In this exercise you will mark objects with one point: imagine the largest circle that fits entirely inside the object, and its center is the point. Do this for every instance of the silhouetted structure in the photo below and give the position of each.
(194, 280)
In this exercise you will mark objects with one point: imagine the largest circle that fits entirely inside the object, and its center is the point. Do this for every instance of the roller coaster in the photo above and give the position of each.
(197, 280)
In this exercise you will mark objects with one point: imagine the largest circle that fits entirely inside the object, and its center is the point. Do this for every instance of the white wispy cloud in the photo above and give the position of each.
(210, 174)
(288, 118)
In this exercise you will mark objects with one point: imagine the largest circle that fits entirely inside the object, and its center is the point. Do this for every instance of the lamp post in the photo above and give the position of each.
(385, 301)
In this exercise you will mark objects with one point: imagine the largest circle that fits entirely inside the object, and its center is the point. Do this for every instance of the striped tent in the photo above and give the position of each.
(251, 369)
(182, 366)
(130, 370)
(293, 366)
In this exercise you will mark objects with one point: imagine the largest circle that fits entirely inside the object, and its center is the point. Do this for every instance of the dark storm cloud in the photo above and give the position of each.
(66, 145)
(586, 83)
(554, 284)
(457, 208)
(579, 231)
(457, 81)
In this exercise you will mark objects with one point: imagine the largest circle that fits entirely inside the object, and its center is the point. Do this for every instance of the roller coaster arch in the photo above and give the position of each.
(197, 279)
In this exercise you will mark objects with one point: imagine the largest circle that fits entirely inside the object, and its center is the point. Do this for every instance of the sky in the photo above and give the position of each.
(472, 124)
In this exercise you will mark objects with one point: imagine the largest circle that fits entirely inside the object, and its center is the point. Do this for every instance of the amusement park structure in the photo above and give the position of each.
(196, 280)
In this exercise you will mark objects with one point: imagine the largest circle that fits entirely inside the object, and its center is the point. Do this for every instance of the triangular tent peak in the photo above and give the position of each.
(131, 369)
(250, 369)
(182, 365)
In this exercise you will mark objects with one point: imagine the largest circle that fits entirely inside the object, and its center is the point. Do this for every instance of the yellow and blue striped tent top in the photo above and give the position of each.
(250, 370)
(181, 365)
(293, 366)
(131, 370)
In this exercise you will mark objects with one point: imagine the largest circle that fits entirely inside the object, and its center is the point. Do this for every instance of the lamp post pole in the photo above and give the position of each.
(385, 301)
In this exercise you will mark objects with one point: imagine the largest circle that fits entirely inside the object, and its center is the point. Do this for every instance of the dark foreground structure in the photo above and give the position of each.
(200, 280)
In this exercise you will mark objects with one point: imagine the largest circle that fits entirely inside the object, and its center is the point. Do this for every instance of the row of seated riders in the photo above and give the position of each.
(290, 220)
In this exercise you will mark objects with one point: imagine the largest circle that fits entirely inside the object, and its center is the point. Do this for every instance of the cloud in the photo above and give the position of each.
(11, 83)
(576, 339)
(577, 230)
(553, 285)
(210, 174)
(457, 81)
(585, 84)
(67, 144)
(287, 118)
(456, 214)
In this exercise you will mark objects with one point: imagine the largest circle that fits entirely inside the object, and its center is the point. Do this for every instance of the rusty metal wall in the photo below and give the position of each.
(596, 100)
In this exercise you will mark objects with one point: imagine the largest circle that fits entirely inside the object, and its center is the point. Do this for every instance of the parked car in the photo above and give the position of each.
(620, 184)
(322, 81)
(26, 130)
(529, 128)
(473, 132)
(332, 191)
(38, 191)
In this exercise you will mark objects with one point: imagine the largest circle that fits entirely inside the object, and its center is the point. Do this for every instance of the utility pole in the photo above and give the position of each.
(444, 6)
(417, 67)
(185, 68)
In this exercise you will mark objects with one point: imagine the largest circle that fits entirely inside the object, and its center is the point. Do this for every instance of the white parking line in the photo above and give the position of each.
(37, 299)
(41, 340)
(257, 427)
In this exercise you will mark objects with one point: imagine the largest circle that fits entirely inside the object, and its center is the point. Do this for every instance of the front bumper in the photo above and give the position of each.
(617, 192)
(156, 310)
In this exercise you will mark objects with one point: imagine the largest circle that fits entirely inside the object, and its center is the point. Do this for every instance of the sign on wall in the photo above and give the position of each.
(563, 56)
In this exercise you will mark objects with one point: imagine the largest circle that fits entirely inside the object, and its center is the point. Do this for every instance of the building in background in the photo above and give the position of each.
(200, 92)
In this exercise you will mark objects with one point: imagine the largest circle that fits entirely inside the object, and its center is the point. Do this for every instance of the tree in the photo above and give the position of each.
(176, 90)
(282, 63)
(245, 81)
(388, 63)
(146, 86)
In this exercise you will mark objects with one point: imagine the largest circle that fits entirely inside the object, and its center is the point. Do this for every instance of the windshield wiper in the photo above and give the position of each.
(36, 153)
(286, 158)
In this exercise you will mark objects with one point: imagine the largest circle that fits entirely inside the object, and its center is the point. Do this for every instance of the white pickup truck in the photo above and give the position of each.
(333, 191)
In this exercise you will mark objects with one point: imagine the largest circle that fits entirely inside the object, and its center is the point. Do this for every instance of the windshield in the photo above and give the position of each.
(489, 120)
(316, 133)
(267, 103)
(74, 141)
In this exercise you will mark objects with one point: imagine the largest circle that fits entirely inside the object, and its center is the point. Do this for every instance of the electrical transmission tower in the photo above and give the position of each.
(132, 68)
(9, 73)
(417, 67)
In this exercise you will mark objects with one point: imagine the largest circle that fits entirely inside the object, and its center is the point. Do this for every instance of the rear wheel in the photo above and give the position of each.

○ ○ ○ ○ ○

Quote the material exactly, leaving nothing out.

● **WRITTEN SOLUTION**
In this exercise you will mark objects with one point: imagine the largest circle that fits entirely inside the object, and its center is the point. Do this for every instance of the silhouetted structure in the photo below and give the position of each.
(194, 280)
In this exercise you will mark objects with one point: imagine the largest circle that fits entirely inside the object, and its center is the point. Do this for every instance of the roller coaster in the photo above and give the position of each.
(197, 280)
In this exercise you will mark objects with one point: imagine the largest circle that fits entirely inside the object, and its center is the point. Do this for every instance of the white wispy cloud in the photo above and give the position of each.
(210, 174)
(288, 118)
In this exercise you will mark objects with one point: imagine the largest circle that fits entirely inside the object, and its center is the point. Do this for every instance of the lamp post in the photo above and give the position of each.
(385, 301)
In this exercise you will mark objects with one point: imagine the largest circle that fits entirely inside the object, and its center is the point. Do this for every instance of the striped tent in the photo above and give the position of each.
(251, 369)
(182, 366)
(130, 370)
(293, 366)
In this exercise you will mark objects with one point: imagine the largest circle that fits entirely inside the object, and its center is the point. Do this for every instance of the dark storm cloud in the photo above and give the position of each.
(66, 145)
(586, 83)
(554, 284)
(457, 208)
(579, 231)
(457, 81)
In this exercise you will mark objects with one point: imagine the largest circle that fits entirely inside the object, and its center is the point. Do this for every instance of the roller coaster arch in the photo above and give the position of each.
(197, 279)
In this exercise you will mark objects with one point: imagine the largest circle that fits entirely inside the object, and its center is the point. Do this for every instance of the sky in the photo above and give the position of each.
(472, 124)
In this exercise you will mark objects with one point: imagine the largest circle that fits entirely inside the object, and its center is the point. Do this for every instance of the amusement park structure in the photo above and give the position of each.
(196, 280)
In this exercise you will mark objects with one point: imagine the largest circle that fits entirely inside the object, and its center is the point. Do this for every instance of the triangular tent peak in the photo above and give the position of each.
(131, 369)
(250, 369)
(182, 365)
In this exercise you will mark objects with one point: imagine the largest circle that fits entirely inside the object, and its center is the point. Do this for every instance of the yellow and blue striped tent top in the photo above and give the position of each.
(250, 370)
(181, 365)
(293, 366)
(131, 370)
In this exercise you will mark objects with one point: imagine the largest circle that fits entirely inside the object, and its center is the point. Do this for every instance of the lamp post pole in the photo above and give the position of each.
(385, 301)
In this exercise you will mark objects with one point: imagine the largest circle that fits entirely inside the object, and its center is the point. Do this for every instance of the dark foreground structure in the photo above and give the position of each.
(200, 280)
In this exercise you will mark objects with one point: imagine the largest circle that fits entirely inside the object, and its center is the point. Do this for every instance of the row of seated riders in the photo above and give the position of each.
(290, 220)
In this exercise you will mark objects with one point: imagine the largest circle that fits entirely inside the object, and its center is the point. Do this for every instance of the cloud in the photo above and give the position of each.
(11, 83)
(576, 339)
(577, 230)
(553, 285)
(210, 174)
(457, 81)
(585, 84)
(67, 144)
(287, 118)
(456, 214)
In this exercise you will mark objects with one point: imagine the largest circle that fits entirely inside the object, and its center is the point. Do this for every instance of the rusty metal wall in the photo below and give the position of each.
(596, 100)
In this exercise you will mark objects with one point: imagine the largest circle that fits entirely inside the object, and its center is the point. Do this for every instance of the parked car in the photo above and give the position of each.
(620, 184)
(322, 81)
(26, 130)
(529, 128)
(473, 132)
(332, 191)
(38, 191)
In this exercise you will mark objects with one point: imagine the largest circle that fits entirely inside the object, and its center is the point. Do this for every instance of the utility pole in the photo above and give the position of each.
(444, 6)
(417, 67)
(185, 68)
In this exercise you will mark objects with one point: imagine the largest circle that fits entirely inside the object, and its center is the point. Do this for every instance of the white parking line in the photo above and give the position of each.
(37, 299)
(41, 340)
(257, 427)
In this exercise you will mark objects with one point: imagine the largest circle that fits entirely inside the object, and its center is the point. Do this for every instance of the front bumper in the photo above and give the position of each.
(617, 192)
(156, 310)
In this exercise you will mark objects with one point: imagine the largest circle that fits entirely inside the object, and its center is the point. Do this for every instance of the sign on wall in the photo above and give the position of each.
(563, 56)
In this exercise you will mark objects with one point: imagine the largest circle that fits entirely inside the object, and its center is the point. Do this for every instance of the building in background in the photo above and give the position of each.
(200, 92)
In this exercise you will mark objects with one point: imagine the largest circle that fits entirely inside the object, and its center is the point. Do this for every instance of the tree in the photo above and give the position of each.
(176, 90)
(282, 63)
(245, 81)
(388, 63)
(146, 86)
In this exercise you will mark objects with one point: imagine the largest circle that fits entirely inside the object, and its center is the point. Do this for every instance of the windshield wiper in the photo above and give the position of each.
(36, 153)
(286, 158)
In this exercise you will mark objects with one point: imagine the largest circle that fits entirely inside the object, and its center is the point. Do this for every instance of the white pickup truck in the photo above and give the position of each.
(333, 191)
In this exercise you will mark objects with one point: imagine the largest circle that fits entirely inside the object, and its center is the point. Do this for every instance of the windshield in the photo above and give the position of each.
(489, 120)
(316, 133)
(267, 103)
(74, 141)
In this exercise you will mark objects with one point: imagine the largest circle that fits entirely inside the object, and its center is the point. Do this for every instance of the electrical transmission tower in the photo above and give the position of each.
(132, 68)
(9, 73)
(417, 67)
In this exercise you will mark objects with one point: imagine the largest circle that fits entirely inside the object, and its center is the point. Do this for every instance of the rear wheel in the photo above and give the position of each.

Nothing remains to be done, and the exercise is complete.